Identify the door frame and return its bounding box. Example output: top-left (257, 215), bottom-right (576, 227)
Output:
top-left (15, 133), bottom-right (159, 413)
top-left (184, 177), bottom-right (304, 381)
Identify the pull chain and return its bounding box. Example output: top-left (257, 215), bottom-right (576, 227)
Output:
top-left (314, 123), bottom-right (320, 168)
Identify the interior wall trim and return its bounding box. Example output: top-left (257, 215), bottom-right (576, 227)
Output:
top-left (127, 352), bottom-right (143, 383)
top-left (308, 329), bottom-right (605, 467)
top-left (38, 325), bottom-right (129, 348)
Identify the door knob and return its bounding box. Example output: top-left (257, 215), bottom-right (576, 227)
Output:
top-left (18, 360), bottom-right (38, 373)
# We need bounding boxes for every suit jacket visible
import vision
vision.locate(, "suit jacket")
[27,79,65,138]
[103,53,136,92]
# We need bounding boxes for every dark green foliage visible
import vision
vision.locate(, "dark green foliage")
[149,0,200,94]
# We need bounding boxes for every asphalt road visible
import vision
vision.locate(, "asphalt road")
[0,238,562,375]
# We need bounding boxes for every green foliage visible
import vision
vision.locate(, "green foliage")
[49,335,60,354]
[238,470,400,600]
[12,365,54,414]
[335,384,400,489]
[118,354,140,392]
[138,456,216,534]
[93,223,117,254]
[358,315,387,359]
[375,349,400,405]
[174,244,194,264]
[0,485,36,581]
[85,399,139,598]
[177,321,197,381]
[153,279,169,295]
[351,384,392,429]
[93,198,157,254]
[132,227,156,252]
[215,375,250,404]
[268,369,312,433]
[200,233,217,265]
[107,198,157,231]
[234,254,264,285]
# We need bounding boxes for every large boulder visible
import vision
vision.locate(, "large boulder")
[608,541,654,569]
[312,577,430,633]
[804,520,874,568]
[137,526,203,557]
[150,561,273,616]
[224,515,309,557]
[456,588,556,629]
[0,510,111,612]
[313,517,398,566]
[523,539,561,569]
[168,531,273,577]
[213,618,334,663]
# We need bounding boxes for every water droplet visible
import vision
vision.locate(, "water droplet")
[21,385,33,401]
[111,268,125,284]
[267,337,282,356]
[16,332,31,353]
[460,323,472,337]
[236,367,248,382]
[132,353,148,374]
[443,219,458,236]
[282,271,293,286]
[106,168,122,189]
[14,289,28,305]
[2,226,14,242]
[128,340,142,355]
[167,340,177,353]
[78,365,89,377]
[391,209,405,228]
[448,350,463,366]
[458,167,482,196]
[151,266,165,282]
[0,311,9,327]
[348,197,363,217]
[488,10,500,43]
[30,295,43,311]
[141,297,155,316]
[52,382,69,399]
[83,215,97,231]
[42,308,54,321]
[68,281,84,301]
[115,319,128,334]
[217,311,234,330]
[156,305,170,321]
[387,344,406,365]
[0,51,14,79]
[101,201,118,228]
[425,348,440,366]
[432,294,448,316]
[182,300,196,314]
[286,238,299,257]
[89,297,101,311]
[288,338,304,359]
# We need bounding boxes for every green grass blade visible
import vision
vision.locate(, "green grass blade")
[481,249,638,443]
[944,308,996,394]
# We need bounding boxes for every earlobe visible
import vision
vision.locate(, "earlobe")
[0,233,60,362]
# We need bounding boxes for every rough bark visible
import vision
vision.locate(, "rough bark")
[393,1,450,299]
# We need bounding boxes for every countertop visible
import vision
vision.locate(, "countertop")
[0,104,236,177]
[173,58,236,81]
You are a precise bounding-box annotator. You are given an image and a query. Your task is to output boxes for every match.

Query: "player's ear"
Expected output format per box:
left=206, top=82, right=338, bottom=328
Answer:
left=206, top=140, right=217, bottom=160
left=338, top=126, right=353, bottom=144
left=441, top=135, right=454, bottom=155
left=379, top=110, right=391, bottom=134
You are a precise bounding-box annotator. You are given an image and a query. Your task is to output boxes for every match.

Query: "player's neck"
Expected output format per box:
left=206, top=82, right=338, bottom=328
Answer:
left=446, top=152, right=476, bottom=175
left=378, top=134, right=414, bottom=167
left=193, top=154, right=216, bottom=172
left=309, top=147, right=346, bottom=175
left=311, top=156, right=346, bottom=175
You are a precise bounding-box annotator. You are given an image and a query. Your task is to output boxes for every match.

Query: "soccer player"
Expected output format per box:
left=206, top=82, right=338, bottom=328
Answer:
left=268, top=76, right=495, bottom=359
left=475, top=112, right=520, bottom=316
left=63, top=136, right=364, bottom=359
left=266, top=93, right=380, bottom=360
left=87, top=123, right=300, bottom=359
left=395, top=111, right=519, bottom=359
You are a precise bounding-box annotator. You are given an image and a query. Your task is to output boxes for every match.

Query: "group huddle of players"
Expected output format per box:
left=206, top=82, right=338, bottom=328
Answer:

┄┄┄┄┄┄┄┄┄┄

_The problem_. Give the lines above as a JSON list of strings, one string for each line and none for blank lines.

_Exercise solution_.
[
  "Identify the door frame and return its bounding box. Example output: top-left (257, 215), bottom-right (576, 227)",
  "Output:",
  "top-left (15, 133), bottom-right (159, 413)",
  "top-left (184, 177), bottom-right (304, 381)",
  "Identify the pull chain and return its bounding box. Example output: top-left (257, 215), bottom-right (576, 227)",
  "Output:",
  "top-left (314, 123), bottom-right (320, 168)",
  "Identify the interior wall trim and return its bounding box. Example output: top-left (257, 215), bottom-right (576, 227)",
  "Output:",
  "top-left (127, 352), bottom-right (143, 383)",
  "top-left (308, 329), bottom-right (605, 467)",
  "top-left (38, 325), bottom-right (129, 348)",
  "Identify the door knob and return its bounding box. Example output: top-left (257, 215), bottom-right (576, 227)",
  "Output:",
  "top-left (18, 360), bottom-right (38, 373)",
  "# We need bounding boxes for every suit jacket visible",
  "import vision",
  "vision.locate(, \"suit jacket\")",
  "[27,79,65,138]",
  "[103,53,136,92]",
  "# We need bounding boxes for every dark green foliage visible",
  "import vision",
  "vision.locate(, \"dark green foliage\")",
  "[149,0,200,94]",
  "# We need bounding boxes for every asphalt road visible",
  "import vision",
  "vision.locate(, \"asphalt road\")",
  "[0,238,562,375]",
  "# We need bounding boxes for every green foliage visible",
  "import vision",
  "vision.locate(, \"green foliage\")",
  "[49,335,60,354]",
  "[238,470,400,600]",
  "[12,365,54,414]",
  "[335,384,400,489]",
  "[118,354,140,392]",
  "[138,456,216,534]",
  "[93,223,117,254]",
  "[358,315,387,359]",
  "[375,349,400,405]",
  "[174,244,194,264]",
  "[0,485,36,581]",
  "[85,399,139,598]",
  "[177,321,197,381]",
  "[153,279,169,295]",
  "[351,384,392,429]",
  "[93,198,157,254]",
  "[132,227,156,252]",
  "[215,375,250,404]",
  "[268,369,312,433]",
  "[200,233,217,265]",
  "[107,198,157,231]",
  "[234,254,264,285]",
  "# We need bounding boxes for every large boulder visible",
  "import vision",
  "vision.locate(, \"large boulder\")",
  "[608,541,654,569]",
  "[312,577,430,633]",
  "[804,520,874,568]",
  "[137,526,203,557]",
  "[150,561,273,616]",
  "[224,515,309,557]",
  "[456,588,556,629]",
  "[0,510,111,612]",
  "[313,517,398,566]",
  "[523,539,561,569]",
  "[168,531,273,577]",
  "[213,618,334,663]",
  "# We need bounding boxes for every water droplet visible",
  "import vision",
  "vision.locate(, \"water droplet\")",
  "[21,385,33,401]",
  "[111,268,125,284]",
  "[267,337,282,356]",
  "[16,332,31,353]",
  "[460,323,472,337]",
  "[236,367,248,382]",
  "[132,353,148,374]",
  "[443,219,458,236]",
  "[282,271,293,286]",
  "[106,168,122,189]",
  "[14,289,28,305]",
  "[2,226,14,242]",
  "[128,340,142,355]",
  "[167,340,177,353]",
  "[78,365,89,377]",
  "[391,209,405,228]",
  "[448,350,463,366]",
  "[458,167,482,196]",
  "[151,266,165,282]",
  "[0,311,9,327]",
  "[348,197,363,217]",
  "[488,10,500,43]",
  "[30,295,43,311]",
  "[141,297,155,316]",
  "[52,382,69,399]",
  "[83,215,97,231]",
  "[42,308,54,321]",
  "[68,281,84,301]",
  "[115,319,128,334]",
  "[217,311,234,330]",
  "[156,305,170,321]",
  "[387,344,406,365]",
  "[0,51,14,79]",
  "[101,201,118,228]",
  "[425,348,440,366]",
  "[432,294,448,316]",
  "[182,300,196,314]",
  "[286,238,299,257]",
  "[89,297,101,311]",
  "[288,338,304,359]",
  "# We need bounding boxes for every green grass blade visible",
  "import vision",
  "vision.locate(, \"green grass blade\")",
  "[481,249,638,443]",
  "[944,308,996,394]",
  "# We need bounding boxes for every earlobe visible",
  "import vision",
  "vision.locate(, \"earlobe\")",
  "[0,233,60,362]",
  "# We need bounding boxes for every rough bark visible",
  "import vision",
  "vision.locate(, \"rough bark\")",
  "[393,1,450,299]",
  "# We need bounding boxes for every countertop visible",
  "import vision",
  "vision.locate(, \"countertop\")",
  "[0,104,236,177]",
  "[173,58,236,81]",
  "You are a precise bounding-box annotator. You are given an image and a query. Your task is to output boxes for every match.",
  "Query: \"player's ear\"",
  "Expected output format per box:",
  "left=206, top=82, right=338, bottom=328",
  "Answer:",
  "left=206, top=140, right=217, bottom=160",
  "left=338, top=126, right=353, bottom=144",
  "left=441, top=135, right=454, bottom=155",
  "left=379, top=110, right=391, bottom=134",
  "You are a precise bounding-box annotator. You are given an image and a query. Your task is to output boxes for every match.",
  "Query: \"player's neck\"",
  "Expected output format per box:",
  "left=206, top=82, right=338, bottom=328",
  "Answer:",
  "left=446, top=152, right=476, bottom=175",
  "left=378, top=134, right=414, bottom=167",
  "left=193, top=154, right=216, bottom=172",
  "left=309, top=147, right=346, bottom=175",
  "left=311, top=156, right=346, bottom=175",
  "You are a precise bounding-box annotator. You are given an image and a query. Your task is to output boxes for every match.",
  "Query: \"soccer player\"",
  "Expected output format per box:",
  "left=206, top=82, right=338, bottom=328",
  "Answer:",
  "left=268, top=76, right=495, bottom=359",
  "left=475, top=112, right=520, bottom=316",
  "left=63, top=136, right=364, bottom=359",
  "left=266, top=93, right=380, bottom=360",
  "left=87, top=123, right=300, bottom=359",
  "left=395, top=111, right=519, bottom=359",
  "You are a precise bounding-box annotator. You are given an image and a query. Your task is to output boxes for every match.",
  "Query: \"group huddle of players\"",
  "Expected output format per box:",
  "left=206, top=82, right=338, bottom=328",
  "Answer:"
]